### PROBLEMS AND TASKS
a – Answer these about the RLRMC passage, one per line:
(i) What are the dimensions of the matrix L?
(ii) What is typically assumed about the rank r relative to d and T?
(iii) Which algorithm is used to solve the optimization problem iteratively?
b – Write what comes next in the RLRMC passage, picking up after its final sentence.

### SUPPLIED TEXT

********

The ratings matrix of movies (items) and users is modeled as a low-rank matrix. Let the number of movies be $d$ and the number of users be $T$. RLRMC algorithm assumes that the ratings matrix $M$ (of size $d\times T$) is partially known. The entry at $M(i,j)$ represents the rating given by the $j$-th user to the $i$-th movie. RLRMC learns matrix $M$ as $M=LR^\top$, where $L$ is a $d\times r$ matrix and $R$ is a $T\times r$ matrix. Here, $r$ is the rank hyper-parameter which needs to be provided to the RLRMC algorithm. Typically, it is assumed that $r\ll d,T$. The optimization problem is solved iteratively using the the Riemannian conjugate gradients algorithm. The Riemannian optimization framework generalizes a range of Euclidean first- and second-order algorithms such as conjugate gradients, trust-regions, among others, to Riemannian manifolds. A detailed exposition of the Riemannian optimization framework can be found in Absil et al. (2008).

********

### DATA LINES
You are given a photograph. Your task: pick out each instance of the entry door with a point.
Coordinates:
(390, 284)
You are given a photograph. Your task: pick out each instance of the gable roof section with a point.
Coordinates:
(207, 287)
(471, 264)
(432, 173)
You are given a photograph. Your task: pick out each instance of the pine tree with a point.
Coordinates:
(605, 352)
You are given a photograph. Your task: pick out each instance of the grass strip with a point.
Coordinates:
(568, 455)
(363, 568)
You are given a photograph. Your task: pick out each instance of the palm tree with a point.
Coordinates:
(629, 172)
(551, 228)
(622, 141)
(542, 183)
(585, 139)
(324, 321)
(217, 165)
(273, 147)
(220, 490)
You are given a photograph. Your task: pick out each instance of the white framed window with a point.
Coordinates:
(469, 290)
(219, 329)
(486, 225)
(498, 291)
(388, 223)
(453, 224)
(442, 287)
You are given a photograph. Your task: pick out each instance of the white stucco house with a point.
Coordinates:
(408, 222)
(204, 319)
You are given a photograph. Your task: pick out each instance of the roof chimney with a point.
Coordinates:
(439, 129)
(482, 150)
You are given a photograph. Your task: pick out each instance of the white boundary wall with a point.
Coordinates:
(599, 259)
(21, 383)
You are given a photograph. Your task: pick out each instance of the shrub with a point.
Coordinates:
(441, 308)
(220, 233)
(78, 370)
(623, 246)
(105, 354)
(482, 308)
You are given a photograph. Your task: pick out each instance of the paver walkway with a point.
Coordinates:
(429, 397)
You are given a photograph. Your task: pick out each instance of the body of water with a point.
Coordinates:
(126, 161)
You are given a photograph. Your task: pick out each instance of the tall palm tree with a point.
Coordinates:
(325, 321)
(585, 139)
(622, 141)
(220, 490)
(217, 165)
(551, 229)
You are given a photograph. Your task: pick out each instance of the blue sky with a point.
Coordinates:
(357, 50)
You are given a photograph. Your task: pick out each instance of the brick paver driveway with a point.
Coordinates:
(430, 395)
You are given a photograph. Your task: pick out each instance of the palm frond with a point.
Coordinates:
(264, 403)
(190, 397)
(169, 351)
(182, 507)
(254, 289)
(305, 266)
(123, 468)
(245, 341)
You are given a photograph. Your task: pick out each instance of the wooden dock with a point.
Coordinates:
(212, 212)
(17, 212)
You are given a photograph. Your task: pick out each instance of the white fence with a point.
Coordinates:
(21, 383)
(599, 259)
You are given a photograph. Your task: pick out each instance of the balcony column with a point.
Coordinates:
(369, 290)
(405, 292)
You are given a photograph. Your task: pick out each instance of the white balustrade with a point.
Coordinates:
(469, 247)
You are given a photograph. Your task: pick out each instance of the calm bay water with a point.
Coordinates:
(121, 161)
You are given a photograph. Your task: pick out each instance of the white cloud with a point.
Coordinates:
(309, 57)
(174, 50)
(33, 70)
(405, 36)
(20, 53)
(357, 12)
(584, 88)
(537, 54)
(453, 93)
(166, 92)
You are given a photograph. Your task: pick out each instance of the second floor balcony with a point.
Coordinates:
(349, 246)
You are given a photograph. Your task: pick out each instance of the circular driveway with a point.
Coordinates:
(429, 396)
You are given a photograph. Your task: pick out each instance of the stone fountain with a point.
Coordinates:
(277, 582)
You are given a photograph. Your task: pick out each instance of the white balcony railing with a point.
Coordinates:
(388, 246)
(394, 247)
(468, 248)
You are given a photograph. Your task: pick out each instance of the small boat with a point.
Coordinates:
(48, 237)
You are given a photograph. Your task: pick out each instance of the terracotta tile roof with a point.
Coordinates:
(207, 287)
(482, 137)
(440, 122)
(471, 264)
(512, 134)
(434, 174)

********

### IN RESPONSE
a –
(i) d × r
(ii) r is much smaller than both d and T (r ≪ d, T).
(iii) The Riemannian conjugate gradients algorithm.

b –
This notebook provides an example of how to utilize and evaluate RLRMC implementation in **reco_utils**.

In [1]:
import numpy as np
import sys
import time
import pandas as pd

from reco_utils.dataset.python_splitters import python_random_split
from reco_utils.dataset.python_splitters import python_stratified_split
from reco_utils.dataset import movielens
from reco_utils.recommender.rlrmc.RLRMCdataset import RLRMCdataset 
from reco_utils.recommender.rlrmc.RLRMCalgorithm import RLRMCalgorithm 
# Pymanopt installation is required via
# pip install pymanopt 
from reco_utils.evaluation.python_evaluation import (
    rmse, mae
)

# import logging

# %load_ext autoreload
# %autoreload 2

In [2]:
print("Pandas version: {}".format(pd.__version__))
print("System version: {}".format(sys.version))


Pandas version: 0.23.4
System version: 3.7.1 (default, Dec 14 2018, 13:28:58) 
[Clang 4.0.1 (tags/RELEASE_401/final)]


Set the default parameters.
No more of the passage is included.